## Exercise task 1
According to the article on the National Training School for Music, how many practice rooms did the school's building have?
## Exercise task 2
Write a continuation of the article on the National Training School for Music, picking up after its final sentence.
──────── Excerpted passage
= National Training School for Music =

The National Training School for Music, sometimes given as the National Training School of Music, was a music conservatory located in Kensington, London, England. Established in 1873 and opened in 1876, the school's first principal was Arthur Sullivan. He was succeeded by John Stainer in 1881. In 1882 the school was absorbed into the newly created Royal College of Music which began instructing students in 1883.

==History==
Founded in 1873, the idea for the National Training School of Music (NTSM) was initially proposed by the Prince Consort who envisioned a school that would provide free musical training to winners of scholarships across the United Kingdom. After a three-year period of acquiring facilities, faculty, resources, the school opened in 1876, with Arthur Sullivan as its principal. Conservatoires to train young students for a musical career had been set up in major European cities, but in London the long-established Royal Academy of Music had not supplied suitable training for professional musicians: in 1870 it was estimated that fewer than ten percent of instrumentalists in London orchestras had studied at the academy. The NTSM's aim, summarised in its founding charter, was:

To establish for the United Kingdom such a School of Music as already exists in many of the principal Continental countries, – a School which shall take rank with the Conservatories of Milan, Paris, Vienna, Leipsic, Brussels, and Berlin, – a School which shall do for the musical youth of Great Britain what those Schools are doing for the talented youth of Italy, Austria, France, Germany, and Belgium.

The school was housed in a new building in Kensington Gore, opposite the west side of the Royal Albert Hall. The building was not large, having only 18 practice rooms and no concert hall. In a 2005 study of the NTSM and its replacement by the RCM, David Wright observes that the building is "more suggestive of a young ladies' finishing school than a place for the serious training of professional musicians".
────────────────
──────── Material shown
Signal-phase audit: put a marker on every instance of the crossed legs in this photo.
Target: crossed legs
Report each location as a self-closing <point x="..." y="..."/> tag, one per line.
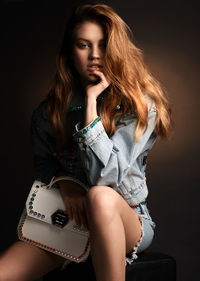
<point x="114" y="230"/>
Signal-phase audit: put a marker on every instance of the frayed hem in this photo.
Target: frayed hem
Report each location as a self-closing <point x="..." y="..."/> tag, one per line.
<point x="135" y="248"/>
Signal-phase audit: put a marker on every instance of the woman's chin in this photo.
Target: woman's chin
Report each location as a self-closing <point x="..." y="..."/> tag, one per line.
<point x="93" y="78"/>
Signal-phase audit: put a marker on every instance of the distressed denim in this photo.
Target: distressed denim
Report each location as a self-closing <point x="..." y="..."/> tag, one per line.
<point x="94" y="158"/>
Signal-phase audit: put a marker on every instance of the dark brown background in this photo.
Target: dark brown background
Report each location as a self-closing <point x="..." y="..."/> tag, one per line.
<point x="167" y="32"/>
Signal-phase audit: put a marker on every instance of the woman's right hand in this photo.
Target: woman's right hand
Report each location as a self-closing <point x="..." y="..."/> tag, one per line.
<point x="74" y="197"/>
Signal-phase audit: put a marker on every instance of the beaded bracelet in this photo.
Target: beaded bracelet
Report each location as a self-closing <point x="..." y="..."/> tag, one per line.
<point x="84" y="131"/>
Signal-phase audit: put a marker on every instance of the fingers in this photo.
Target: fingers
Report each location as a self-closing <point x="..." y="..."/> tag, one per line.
<point x="103" y="81"/>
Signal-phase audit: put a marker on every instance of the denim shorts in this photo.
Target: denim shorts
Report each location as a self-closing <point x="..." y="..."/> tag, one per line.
<point x="147" y="232"/>
<point x="146" y="223"/>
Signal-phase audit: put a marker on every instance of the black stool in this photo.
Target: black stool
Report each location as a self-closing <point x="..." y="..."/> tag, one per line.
<point x="148" y="267"/>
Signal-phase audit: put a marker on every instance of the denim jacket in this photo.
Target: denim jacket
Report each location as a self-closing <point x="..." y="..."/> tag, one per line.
<point x="91" y="156"/>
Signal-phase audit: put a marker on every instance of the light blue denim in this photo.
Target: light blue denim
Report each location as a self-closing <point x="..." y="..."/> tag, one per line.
<point x="119" y="161"/>
<point x="95" y="159"/>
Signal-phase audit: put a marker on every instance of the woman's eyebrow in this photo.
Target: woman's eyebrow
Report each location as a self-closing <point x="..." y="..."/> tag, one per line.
<point x="83" y="39"/>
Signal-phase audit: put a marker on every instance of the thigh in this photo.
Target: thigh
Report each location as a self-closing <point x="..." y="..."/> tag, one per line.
<point x="26" y="262"/>
<point x="113" y="204"/>
<point x="131" y="222"/>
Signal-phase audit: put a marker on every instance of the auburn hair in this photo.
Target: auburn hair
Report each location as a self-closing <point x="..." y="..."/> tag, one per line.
<point x="130" y="79"/>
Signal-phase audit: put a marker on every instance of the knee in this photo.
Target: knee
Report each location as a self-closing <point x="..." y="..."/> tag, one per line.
<point x="4" y="275"/>
<point x="101" y="202"/>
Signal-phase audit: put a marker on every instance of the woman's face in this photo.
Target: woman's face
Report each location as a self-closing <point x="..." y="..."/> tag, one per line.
<point x="88" y="50"/>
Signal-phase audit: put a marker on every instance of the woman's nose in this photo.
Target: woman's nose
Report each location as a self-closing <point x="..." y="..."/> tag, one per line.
<point x="95" y="53"/>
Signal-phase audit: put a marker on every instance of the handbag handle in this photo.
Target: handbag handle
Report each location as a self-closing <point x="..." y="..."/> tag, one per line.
<point x="55" y="180"/>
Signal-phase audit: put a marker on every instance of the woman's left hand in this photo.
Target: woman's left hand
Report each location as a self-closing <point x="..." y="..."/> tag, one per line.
<point x="93" y="90"/>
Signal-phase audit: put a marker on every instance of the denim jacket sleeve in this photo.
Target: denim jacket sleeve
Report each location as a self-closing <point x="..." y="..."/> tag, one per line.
<point x="46" y="165"/>
<point x="107" y="160"/>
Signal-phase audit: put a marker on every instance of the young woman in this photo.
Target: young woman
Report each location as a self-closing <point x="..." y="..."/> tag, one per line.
<point x="101" y="117"/>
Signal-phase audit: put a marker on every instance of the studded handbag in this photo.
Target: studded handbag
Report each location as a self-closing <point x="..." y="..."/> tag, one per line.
<point x="44" y="223"/>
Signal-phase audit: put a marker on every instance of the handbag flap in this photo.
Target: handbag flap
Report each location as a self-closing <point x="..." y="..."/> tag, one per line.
<point x="42" y="202"/>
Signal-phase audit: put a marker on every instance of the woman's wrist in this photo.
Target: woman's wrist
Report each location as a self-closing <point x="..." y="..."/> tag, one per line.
<point x="91" y="110"/>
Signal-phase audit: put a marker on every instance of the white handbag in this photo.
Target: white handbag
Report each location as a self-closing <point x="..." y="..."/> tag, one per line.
<point x="44" y="223"/>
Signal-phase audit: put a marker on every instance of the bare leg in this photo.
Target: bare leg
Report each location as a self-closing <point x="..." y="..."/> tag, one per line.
<point x="24" y="262"/>
<point x="114" y="229"/>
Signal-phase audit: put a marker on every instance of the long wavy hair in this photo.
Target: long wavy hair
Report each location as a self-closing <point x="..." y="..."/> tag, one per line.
<point x="130" y="79"/>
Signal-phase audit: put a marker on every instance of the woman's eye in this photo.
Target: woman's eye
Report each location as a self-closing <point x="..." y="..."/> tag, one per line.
<point x="82" y="46"/>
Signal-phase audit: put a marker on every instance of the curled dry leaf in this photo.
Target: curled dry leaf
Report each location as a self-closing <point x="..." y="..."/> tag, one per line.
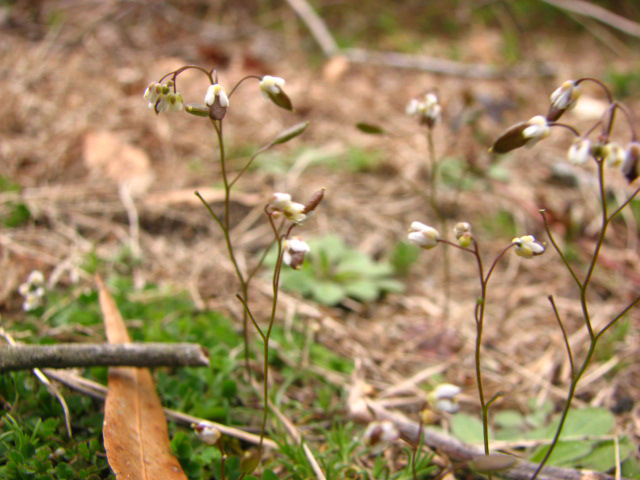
────────────────
## Right answer 1
18

## Right answer 2
Under Sullivan, a reluctant and ineffectual principal, the NTSM failed to provide a satisfactory alternative to the Royal Academy and, by 1880, a committee of examiners comprising Charles Hallé, Sir Julius Benedict, Sir Michael Costa, Henry Leslie and Otto Goldschmidt reported that the school lacked "executive cohesion". The following year Sullivan resigned and was replaced by John Stainer. In his 2005 study of the NTSM, Wright comments:

Like the RAM at that time, the NTSM simply failed to relate its teaching to professional need and so did not discriminate between the education required to turn out professional instrumentalists/singers and amateur/ social musicians; nor between elementary and advanced teachers. And because its purpose was unclear, so was its provision.

Even before the 1880 report, it had become clear that the NTSM would not fulfil the role of national music conservatoire. As early as 13 July 1878, a meeting was held at Marlborough House, London, under the presidency of the Prince of Wales, "for the purpose of taking into consideration the advancement of the art of music and establishing a college of music on a permanent and more extended basis than that of any existing institution". The original plan was to merge the Royal Academy of Music and the NTSM into a single, enhanced organisation. The NTSM agreed, but after prolonged negotiations, the Royal Academy refused to enter into the proposed scheme.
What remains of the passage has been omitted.